◆ Goal: Report each line in the items below that contains the string "volunteer", copying the lines in full. Case counts when matching.

───── Source records ─────

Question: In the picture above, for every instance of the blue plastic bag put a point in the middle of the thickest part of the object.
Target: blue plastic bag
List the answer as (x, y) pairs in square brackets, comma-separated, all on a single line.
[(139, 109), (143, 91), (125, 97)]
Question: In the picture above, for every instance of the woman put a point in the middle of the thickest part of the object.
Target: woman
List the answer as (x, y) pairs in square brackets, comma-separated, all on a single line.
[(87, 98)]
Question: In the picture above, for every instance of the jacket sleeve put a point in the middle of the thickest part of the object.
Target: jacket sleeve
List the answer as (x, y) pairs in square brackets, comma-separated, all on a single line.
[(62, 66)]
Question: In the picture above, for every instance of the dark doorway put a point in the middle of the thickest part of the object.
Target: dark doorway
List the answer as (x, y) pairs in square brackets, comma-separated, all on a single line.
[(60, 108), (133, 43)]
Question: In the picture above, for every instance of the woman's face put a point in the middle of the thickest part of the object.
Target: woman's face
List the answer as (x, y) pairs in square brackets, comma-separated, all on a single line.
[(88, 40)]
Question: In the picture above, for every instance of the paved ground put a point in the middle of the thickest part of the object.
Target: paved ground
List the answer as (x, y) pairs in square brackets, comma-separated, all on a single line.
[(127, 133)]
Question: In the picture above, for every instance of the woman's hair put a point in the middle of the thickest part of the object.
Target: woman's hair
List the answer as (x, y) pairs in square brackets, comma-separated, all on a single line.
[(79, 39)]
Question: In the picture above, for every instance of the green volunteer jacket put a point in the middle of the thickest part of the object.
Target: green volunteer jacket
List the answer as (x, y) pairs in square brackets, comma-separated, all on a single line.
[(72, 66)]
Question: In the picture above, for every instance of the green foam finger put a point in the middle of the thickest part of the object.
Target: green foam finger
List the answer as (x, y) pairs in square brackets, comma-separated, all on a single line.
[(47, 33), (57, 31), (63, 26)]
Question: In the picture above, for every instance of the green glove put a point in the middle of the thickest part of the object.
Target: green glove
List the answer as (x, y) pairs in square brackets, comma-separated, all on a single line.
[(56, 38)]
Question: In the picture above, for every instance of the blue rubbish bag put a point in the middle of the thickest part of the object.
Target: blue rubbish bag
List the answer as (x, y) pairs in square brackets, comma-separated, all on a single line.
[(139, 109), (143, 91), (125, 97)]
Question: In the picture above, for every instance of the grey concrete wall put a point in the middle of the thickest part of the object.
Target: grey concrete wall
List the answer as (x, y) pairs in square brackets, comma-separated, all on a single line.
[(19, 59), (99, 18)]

─────
───── Source records ─────

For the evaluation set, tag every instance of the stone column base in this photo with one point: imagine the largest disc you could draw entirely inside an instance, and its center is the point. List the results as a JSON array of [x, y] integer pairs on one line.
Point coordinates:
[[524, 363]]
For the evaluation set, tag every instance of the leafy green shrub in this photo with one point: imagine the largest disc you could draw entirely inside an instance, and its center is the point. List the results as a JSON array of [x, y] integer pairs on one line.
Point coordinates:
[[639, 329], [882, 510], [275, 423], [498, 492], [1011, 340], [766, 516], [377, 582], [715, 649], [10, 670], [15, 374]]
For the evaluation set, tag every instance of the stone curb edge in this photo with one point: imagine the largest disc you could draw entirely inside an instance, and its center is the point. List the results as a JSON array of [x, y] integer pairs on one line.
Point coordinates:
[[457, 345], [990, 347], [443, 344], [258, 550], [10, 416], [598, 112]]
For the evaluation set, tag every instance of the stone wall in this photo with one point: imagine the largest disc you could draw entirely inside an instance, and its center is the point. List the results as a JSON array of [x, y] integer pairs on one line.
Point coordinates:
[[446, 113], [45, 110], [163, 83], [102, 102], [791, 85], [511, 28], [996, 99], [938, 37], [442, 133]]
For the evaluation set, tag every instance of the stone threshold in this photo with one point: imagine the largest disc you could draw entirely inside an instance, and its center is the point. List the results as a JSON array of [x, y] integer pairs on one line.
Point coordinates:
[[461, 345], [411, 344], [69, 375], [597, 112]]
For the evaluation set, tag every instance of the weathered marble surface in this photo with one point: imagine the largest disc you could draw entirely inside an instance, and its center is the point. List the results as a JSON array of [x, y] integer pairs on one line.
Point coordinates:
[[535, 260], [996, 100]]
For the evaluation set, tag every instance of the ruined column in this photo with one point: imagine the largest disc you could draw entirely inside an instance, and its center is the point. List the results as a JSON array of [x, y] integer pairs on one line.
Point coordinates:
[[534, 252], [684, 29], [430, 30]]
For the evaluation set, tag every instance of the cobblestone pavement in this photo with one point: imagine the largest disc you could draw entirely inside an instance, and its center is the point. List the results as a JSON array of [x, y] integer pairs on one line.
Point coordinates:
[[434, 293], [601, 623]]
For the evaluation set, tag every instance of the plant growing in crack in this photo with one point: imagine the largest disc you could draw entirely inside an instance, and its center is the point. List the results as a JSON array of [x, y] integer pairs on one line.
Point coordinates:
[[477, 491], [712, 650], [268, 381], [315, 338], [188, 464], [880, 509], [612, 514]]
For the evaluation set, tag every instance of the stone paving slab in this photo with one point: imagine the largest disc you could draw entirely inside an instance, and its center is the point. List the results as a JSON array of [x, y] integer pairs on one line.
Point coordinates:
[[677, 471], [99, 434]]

─────

◆ Task response:
Question: In the picture above, for every instance of the green volunteer jacket put a point in the middle of the thickest part of the object.
Target: green volunteer jacket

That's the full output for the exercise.